[START]
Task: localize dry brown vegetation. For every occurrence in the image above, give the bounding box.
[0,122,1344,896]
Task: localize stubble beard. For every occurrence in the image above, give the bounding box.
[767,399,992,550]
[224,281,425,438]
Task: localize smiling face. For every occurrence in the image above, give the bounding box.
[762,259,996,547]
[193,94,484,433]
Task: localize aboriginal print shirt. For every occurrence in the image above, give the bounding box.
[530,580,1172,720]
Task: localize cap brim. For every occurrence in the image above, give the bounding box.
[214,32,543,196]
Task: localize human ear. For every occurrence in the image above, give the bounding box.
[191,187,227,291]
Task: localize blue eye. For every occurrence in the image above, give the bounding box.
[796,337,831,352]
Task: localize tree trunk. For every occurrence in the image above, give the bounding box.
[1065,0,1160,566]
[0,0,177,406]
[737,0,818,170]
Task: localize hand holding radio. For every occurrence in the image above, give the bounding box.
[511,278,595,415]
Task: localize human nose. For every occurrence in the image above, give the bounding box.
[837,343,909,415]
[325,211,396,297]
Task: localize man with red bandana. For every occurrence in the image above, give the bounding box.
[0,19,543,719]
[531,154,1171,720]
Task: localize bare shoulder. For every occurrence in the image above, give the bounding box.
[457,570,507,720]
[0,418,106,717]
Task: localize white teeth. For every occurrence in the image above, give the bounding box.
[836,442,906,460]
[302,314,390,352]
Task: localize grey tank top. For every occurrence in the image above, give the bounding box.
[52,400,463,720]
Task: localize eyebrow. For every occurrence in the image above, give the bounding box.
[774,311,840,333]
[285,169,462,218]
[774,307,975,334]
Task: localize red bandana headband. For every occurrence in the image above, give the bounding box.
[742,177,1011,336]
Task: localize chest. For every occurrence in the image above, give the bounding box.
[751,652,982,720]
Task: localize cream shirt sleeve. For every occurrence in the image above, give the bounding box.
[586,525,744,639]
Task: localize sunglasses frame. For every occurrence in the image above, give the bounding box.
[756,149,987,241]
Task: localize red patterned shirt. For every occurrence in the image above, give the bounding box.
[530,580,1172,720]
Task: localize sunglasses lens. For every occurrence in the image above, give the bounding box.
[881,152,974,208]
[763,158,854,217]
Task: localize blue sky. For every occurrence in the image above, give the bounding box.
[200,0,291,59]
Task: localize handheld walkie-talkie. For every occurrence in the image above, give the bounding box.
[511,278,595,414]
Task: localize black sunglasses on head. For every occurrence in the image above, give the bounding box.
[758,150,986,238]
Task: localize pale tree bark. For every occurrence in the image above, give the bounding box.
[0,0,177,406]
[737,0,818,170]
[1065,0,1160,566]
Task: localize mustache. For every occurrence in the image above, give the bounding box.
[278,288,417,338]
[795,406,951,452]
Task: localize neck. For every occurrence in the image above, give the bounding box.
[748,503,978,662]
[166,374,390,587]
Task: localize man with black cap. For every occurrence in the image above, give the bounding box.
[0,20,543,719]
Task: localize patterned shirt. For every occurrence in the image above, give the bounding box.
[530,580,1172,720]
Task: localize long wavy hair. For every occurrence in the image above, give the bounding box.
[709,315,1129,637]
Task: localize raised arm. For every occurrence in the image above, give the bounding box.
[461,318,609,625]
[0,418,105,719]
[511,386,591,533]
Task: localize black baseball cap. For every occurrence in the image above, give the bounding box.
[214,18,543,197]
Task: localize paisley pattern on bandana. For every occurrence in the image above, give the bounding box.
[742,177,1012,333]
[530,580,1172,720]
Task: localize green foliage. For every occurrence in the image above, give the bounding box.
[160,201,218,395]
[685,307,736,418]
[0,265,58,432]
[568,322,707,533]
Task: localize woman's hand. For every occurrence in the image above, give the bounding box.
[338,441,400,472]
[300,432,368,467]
[END]
_TO BE DONE_
Rewrite all of the data above, changing "For every occurrence" to "For each occurrence" wherever it occurs and keeping every other part the same.

_SOLUTION_
Task: localize dry brown vegetation. For each occurrence in the image above, give the bounding box.
[0,122,1344,896]
Task: localize stubble beard. For each occurrence in the image above, give the bounding box.
[767,399,992,550]
[224,281,425,438]
Task: localize smiling face. For each occurrence in the image above, give the bounding box.
[762,259,996,547]
[193,94,484,433]
Task: localize aboriginal print shirt. For each occurrence in the image above, give the bounding box.
[530,580,1172,720]
Task: localize cap brim. For each occurrence in the image above, give the bounding box.
[214,32,543,196]
Task: localize human ear. For each occurrence in the image above, give the bounding box.
[191,187,227,291]
Task: localize blue eye. For each occurrence in the image above, give the bounding box.
[796,337,831,352]
Task: localize tree trunk. For each occurrence in the image above, give the bounding box.
[1065,0,1160,566]
[0,0,177,406]
[737,0,818,170]
Task: localize hand holding radio. For each occurrence in the image above, give the bounding box.
[511,278,595,415]
Task: localize human nose. For each occurrence in the image above, give the bounding box.
[837,343,909,415]
[325,211,396,297]
Task: localize man with red bandana. For each occurrence in the image above, give the bounding box.
[0,19,543,719]
[531,154,1171,720]
Task: localize bare shoulder. For each occurrence in the image above, give the bounding box.
[457,570,507,720]
[0,418,106,717]
Task: localize white teeth. For each occurrence in the image above, give the bounding box.
[836,442,906,460]
[302,314,390,352]
Task: localize grey tank top. For each occurrence in the image above, give the bounding box.
[52,400,463,720]
Task: localize eyebrow. For each occurrence in the image above, give the bounding box.
[774,311,840,333]
[285,169,462,218]
[774,307,975,334]
Task: localize red bandana headband. For each occurrence in the image above, give the bounding box.
[742,177,1011,336]
Task: localize chest. For each occurrence in the image above, give the bounding box.
[751,652,982,720]
Task: localize cream shirt sleeve. For each occurrence in the image above, give the bounding box.
[586,525,744,639]
Task: localize sunglasses frame. For each occurrence in the image above, give the bounding box.
[756,149,987,241]
Task: localize red patterned shirt. For each occurrence in the image above, give the bounding box.
[530,580,1172,720]
Task: localize sunglasses lens. For each occurrence in the image above, give the bounding box.
[881,152,974,208]
[763,158,854,217]
Task: localize blue sky. For each occurrence in the image above, give the bounding box.
[200,0,291,59]
Task: localize handheld walkie-talkie. For each occurrence in the image above, give the bounding box.
[511,278,595,414]
Task: localize black sunglasses on head. For each occurrence in the image above, give the bounding box.
[758,150,986,238]
Task: localize pale tree bark. For each occurrence in the image above, give the bounding box.
[0,0,177,406]
[737,0,818,170]
[1065,0,1160,566]
Task: localize mustache. For each occurrence in the image above, give the bounding box.
[278,288,417,338]
[795,406,951,452]
Task: localize neck. For each occurrence in the image above, give the bounding box.
[748,503,978,662]
[166,374,390,587]
Task: localize man with black cap. For each occurrence in the image above, give the bounding box.
[0,20,543,719]
Task: localize patterned shirt. For each occurrence in the image above, give the bounding box.
[530,580,1172,720]
Task: localize long wavy hair. For each occurrence in the image above, give the bounding box.
[709,315,1129,637]
Task: localize raised arm. For each occurrence in the image above, give the bounding box.
[461,318,609,625]
[0,418,105,719]
[511,386,591,533]
Task: localize black baseball cap. For each occurrence in the image above, give the bounding box.
[214,18,543,197]
Task: localize paisley pattern on bandana. For each occurrence in the image above, give the bounding box.
[742,177,1012,333]
[530,580,1172,720]
Task: localize green foliage. For each occurrence in the image above, give the bounding box.
[160,201,218,395]
[685,307,736,418]
[0,265,58,432]
[568,322,707,533]
Task: localize woman's hand. For each occurrence in the image above, give the bounding box.
[338,441,400,472]
[300,432,368,467]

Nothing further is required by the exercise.